**Objective**
Recast every line of the items below as a JSON list of strings, one string per line, with blank lines dropped. Leave the pictures out of the list.

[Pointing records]
::::::::
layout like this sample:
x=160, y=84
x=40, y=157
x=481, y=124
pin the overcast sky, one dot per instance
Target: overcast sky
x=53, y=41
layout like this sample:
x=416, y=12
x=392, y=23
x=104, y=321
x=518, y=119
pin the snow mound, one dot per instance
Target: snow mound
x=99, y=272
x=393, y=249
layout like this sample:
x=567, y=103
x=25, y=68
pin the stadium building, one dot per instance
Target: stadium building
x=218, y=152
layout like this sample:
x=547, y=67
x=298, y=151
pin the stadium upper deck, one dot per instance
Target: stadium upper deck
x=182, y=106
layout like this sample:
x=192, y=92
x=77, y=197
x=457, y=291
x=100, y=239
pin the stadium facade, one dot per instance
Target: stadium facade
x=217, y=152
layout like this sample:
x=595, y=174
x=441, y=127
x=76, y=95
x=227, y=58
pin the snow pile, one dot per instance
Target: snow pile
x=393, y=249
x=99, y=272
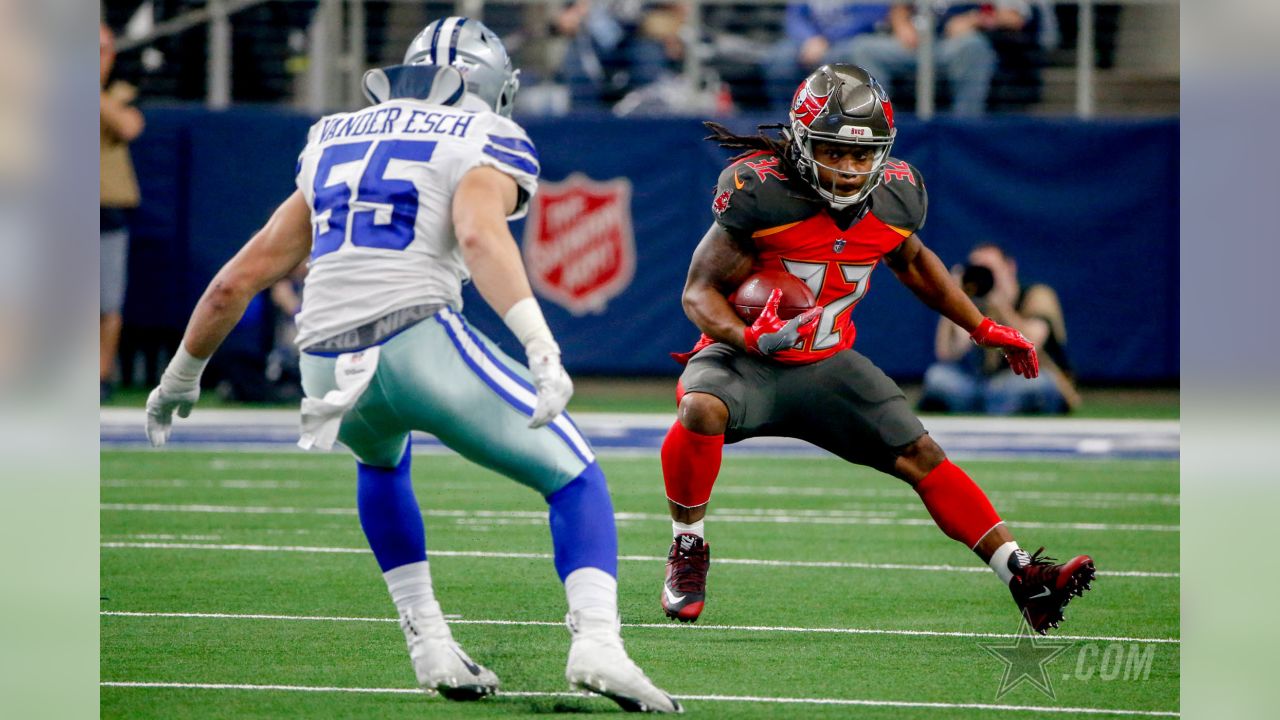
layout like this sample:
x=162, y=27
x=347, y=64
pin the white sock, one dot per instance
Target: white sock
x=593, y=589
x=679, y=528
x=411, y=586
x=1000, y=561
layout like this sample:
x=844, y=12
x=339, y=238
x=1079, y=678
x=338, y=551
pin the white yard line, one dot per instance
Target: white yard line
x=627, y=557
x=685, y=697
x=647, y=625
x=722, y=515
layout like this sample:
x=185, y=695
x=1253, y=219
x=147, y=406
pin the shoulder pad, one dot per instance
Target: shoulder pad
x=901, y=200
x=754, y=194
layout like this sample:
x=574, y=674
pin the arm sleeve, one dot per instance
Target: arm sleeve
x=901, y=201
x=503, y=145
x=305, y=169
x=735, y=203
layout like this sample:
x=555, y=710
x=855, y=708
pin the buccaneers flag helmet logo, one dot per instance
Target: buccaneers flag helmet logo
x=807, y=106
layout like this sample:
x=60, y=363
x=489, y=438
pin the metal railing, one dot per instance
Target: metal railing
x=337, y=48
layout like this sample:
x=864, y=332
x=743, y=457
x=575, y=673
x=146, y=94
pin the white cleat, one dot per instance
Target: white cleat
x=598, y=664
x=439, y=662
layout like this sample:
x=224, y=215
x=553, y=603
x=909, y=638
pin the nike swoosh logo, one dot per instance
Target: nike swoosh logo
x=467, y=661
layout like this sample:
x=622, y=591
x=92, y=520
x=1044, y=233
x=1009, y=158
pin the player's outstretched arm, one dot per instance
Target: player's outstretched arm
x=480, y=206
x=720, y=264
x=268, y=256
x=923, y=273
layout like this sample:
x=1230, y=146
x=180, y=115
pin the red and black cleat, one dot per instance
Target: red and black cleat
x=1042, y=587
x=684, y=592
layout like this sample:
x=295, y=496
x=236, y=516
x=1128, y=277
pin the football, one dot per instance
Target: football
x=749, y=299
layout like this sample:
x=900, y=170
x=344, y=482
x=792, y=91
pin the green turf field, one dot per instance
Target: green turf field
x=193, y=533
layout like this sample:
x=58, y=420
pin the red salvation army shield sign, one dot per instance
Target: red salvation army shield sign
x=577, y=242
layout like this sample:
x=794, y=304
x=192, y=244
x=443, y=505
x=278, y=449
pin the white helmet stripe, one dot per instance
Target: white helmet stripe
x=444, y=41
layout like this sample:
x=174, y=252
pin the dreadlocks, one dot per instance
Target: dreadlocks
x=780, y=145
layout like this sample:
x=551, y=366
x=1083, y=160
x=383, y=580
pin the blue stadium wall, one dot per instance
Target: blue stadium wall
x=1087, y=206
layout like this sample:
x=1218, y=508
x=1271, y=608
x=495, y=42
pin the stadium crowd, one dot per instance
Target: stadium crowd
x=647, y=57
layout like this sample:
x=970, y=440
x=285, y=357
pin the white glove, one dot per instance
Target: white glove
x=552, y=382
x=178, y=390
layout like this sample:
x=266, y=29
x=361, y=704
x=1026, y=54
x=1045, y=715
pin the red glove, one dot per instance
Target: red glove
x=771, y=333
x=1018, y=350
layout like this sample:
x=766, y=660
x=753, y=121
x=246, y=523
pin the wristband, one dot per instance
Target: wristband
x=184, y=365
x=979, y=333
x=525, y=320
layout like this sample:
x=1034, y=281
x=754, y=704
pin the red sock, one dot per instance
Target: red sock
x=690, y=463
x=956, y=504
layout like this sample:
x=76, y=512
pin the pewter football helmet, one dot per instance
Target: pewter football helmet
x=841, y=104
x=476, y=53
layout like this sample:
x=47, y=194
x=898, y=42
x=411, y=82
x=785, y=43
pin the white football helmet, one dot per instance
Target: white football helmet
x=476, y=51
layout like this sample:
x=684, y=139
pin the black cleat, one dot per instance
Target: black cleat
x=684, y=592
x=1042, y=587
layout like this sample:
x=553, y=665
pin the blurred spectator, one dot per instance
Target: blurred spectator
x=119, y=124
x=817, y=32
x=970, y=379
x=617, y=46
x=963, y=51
::::::::
**Solution to this task**
[
  "layout like this sample:",
  "x=160, y=84",
  "x=40, y=157",
  "x=481, y=124",
  "pin the overcast sky, one dot per instance",
  "Target: overcast sky",
  "x=53, y=41",
  "layout like this sample:",
  "x=416, y=12",
  "x=392, y=23",
  "x=104, y=321",
  "x=518, y=119",
  "pin the snow mound, one dot per instance",
  "Target: snow mound",
  "x=99, y=272",
  "x=393, y=249",
  "layout like this sample:",
  "x=567, y=103",
  "x=25, y=68",
  "pin the stadium building, one dot per instance",
  "Target: stadium building",
  "x=218, y=152",
  "layout like this sample:",
  "x=547, y=67",
  "x=298, y=151",
  "pin the stadium upper deck, one dot per instance",
  "Target: stadium upper deck",
  "x=182, y=106",
  "layout like this sample:",
  "x=192, y=92",
  "x=77, y=197",
  "x=457, y=291",
  "x=100, y=239",
  "pin the stadium facade, one dot per instance",
  "Target: stadium facade",
  "x=217, y=152",
  "layout like this sample:",
  "x=595, y=174",
  "x=441, y=127",
  "x=76, y=95",
  "x=227, y=58",
  "pin the snow pile, one dot per instance",
  "Target: snow pile",
  "x=393, y=249",
  "x=99, y=272",
  "layout like this sample:",
  "x=162, y=27",
  "x=347, y=64",
  "pin the white sock, one dot per instance",
  "Target: white sock",
  "x=593, y=589",
  "x=679, y=528",
  "x=411, y=586",
  "x=1000, y=561",
  "layout like this sample:",
  "x=844, y=12",
  "x=339, y=238",
  "x=1079, y=678",
  "x=338, y=551",
  "pin the white yard line, one dot per instance",
  "Target: white yard line",
  "x=627, y=557",
  "x=685, y=697",
  "x=647, y=625",
  "x=722, y=515",
  "layout like this sample:",
  "x=185, y=695",
  "x=1253, y=219",
  "x=147, y=406",
  "pin the shoulder pad, one dot per instance",
  "Target: shoulder pad",
  "x=901, y=200",
  "x=754, y=194",
  "layout like this sample:",
  "x=574, y=674",
  "pin the arm sleeve, one dot per instance",
  "Target: arm sleeve",
  "x=901, y=201",
  "x=503, y=145",
  "x=305, y=169",
  "x=735, y=203",
  "layout like this sample:",
  "x=555, y=710",
  "x=855, y=708",
  "pin the buccaneers flag helmet logo, one dot per instance",
  "Target: buccaneers flag helmet logo",
  "x=807, y=106",
  "layout like this sample:",
  "x=60, y=363",
  "x=489, y=438",
  "pin the metal railing, one dot per instance",
  "Target: metal railing",
  "x=337, y=48",
  "layout like this sample:",
  "x=864, y=332",
  "x=743, y=457",
  "x=575, y=673",
  "x=146, y=94",
  "pin the white cleat, one dot per instance",
  "Target: white cleat",
  "x=598, y=664",
  "x=439, y=662",
  "layout like this sample:",
  "x=224, y=215",
  "x=553, y=603",
  "x=909, y=638",
  "pin the nike swoosh logo, one dot per instance",
  "Target: nike swoosh logo",
  "x=467, y=661",
  "layout like this sample:",
  "x=622, y=591",
  "x=92, y=520",
  "x=1044, y=233",
  "x=1009, y=158",
  "pin the player's outstretched arm, one dot per instance",
  "Target: player's outstretched arm",
  "x=480, y=206",
  "x=720, y=264",
  "x=268, y=256",
  "x=923, y=273",
  "layout like this sample:",
  "x=1230, y=146",
  "x=180, y=115",
  "pin the red and black cleat, one dot per instance",
  "Target: red and black cleat",
  "x=1042, y=587",
  "x=684, y=592",
  "layout like this sample:",
  "x=295, y=496",
  "x=236, y=516",
  "x=1128, y=277",
  "pin the football, one dot per instance",
  "Target: football",
  "x=749, y=299",
  "layout like this sample:",
  "x=900, y=170",
  "x=344, y=482",
  "x=792, y=91",
  "pin the green turf field, one dot per instance",
  "Target: green turf field",
  "x=193, y=533",
  "layout like this sample:",
  "x=58, y=420",
  "pin the red salvation army shield sign, one dot per instance",
  "Target: red salvation army shield sign",
  "x=577, y=242",
  "layout like this sample:",
  "x=794, y=304",
  "x=192, y=244",
  "x=443, y=505",
  "x=278, y=449",
  "pin the white helmet stripe, one dot per instance",
  "Target: white helmet stripe",
  "x=444, y=41",
  "layout like this sample:",
  "x=174, y=252",
  "pin the dreadlocks, one dot per instance",
  "Target: dreadlocks",
  "x=780, y=145",
  "layout like this sample:",
  "x=551, y=366",
  "x=1083, y=160",
  "x=383, y=580",
  "pin the blue stadium wall, one dot per instance",
  "Target: blue stadium wall",
  "x=1087, y=206",
  "layout like this sample:",
  "x=1218, y=508",
  "x=1271, y=608",
  "x=495, y=42",
  "pin the stadium crowd, one dot per instance",
  "Target: stadium crowd",
  "x=647, y=57",
  "layout like this sample:",
  "x=970, y=440",
  "x=285, y=357",
  "pin the white glove, one dot per instance",
  "Target: white glove",
  "x=552, y=382",
  "x=178, y=390",
  "layout like this sample:",
  "x=266, y=29",
  "x=361, y=704",
  "x=1026, y=54",
  "x=1045, y=715",
  "pin the red glove, one dot per instance",
  "Target: red glove",
  "x=771, y=333",
  "x=1018, y=350",
  "layout like this sample:",
  "x=766, y=660",
  "x=753, y=121",
  "x=246, y=523",
  "pin the wristband, one dot per instance",
  "Target: wristband",
  "x=184, y=365",
  "x=979, y=333",
  "x=525, y=320",
  "layout like this sample:",
  "x=1034, y=281",
  "x=754, y=704",
  "pin the red sock, one dot per instance",
  "Target: red sock",
  "x=690, y=463",
  "x=956, y=504",
  "layout like this sample:",
  "x=76, y=512",
  "pin the pewter football helmet, one dot per instance",
  "Target: pewter football helmet",
  "x=841, y=104",
  "x=476, y=53",
  "layout like this sample:",
  "x=47, y=194",
  "x=898, y=42",
  "x=411, y=82",
  "x=785, y=43",
  "pin the white football helmet, one dot per instance",
  "Target: white football helmet",
  "x=476, y=51",
  "layout like this sample:",
  "x=684, y=139",
  "pin the black cleat, one dot per instance",
  "Target: black cleat",
  "x=684, y=592",
  "x=1042, y=587",
  "layout like this sample:",
  "x=553, y=665",
  "pin the blurred spectator, one dot per instance",
  "Target: blurred spectator",
  "x=119, y=124",
  "x=817, y=32",
  "x=970, y=379",
  "x=617, y=46",
  "x=963, y=51"
]